*** GIVEN RECORDS Section Begins ***

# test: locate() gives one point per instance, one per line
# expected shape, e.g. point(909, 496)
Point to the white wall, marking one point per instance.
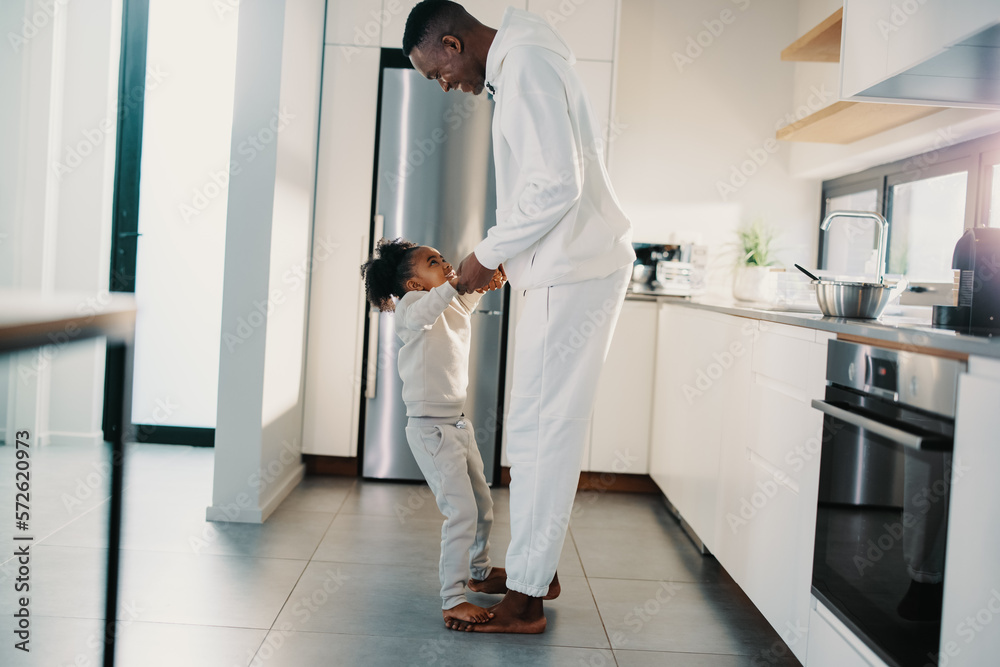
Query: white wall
point(183, 194)
point(61, 71)
point(694, 119)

*** GIVEN RECORDS Section Ends ***

◆ DESCRIPTION OF THE TASK ◆
Find the line that contains "# expected shape, e.g. point(909, 496)", then write out that line and every line after it through the end of the records, exactly. Leave the pictures out.

◆ YOUR SOLUTION ◆
# expected shape, e.g. point(909, 496)
Point to the white wall, marking one point per instance.
Query: white wall
point(183, 194)
point(61, 71)
point(694, 119)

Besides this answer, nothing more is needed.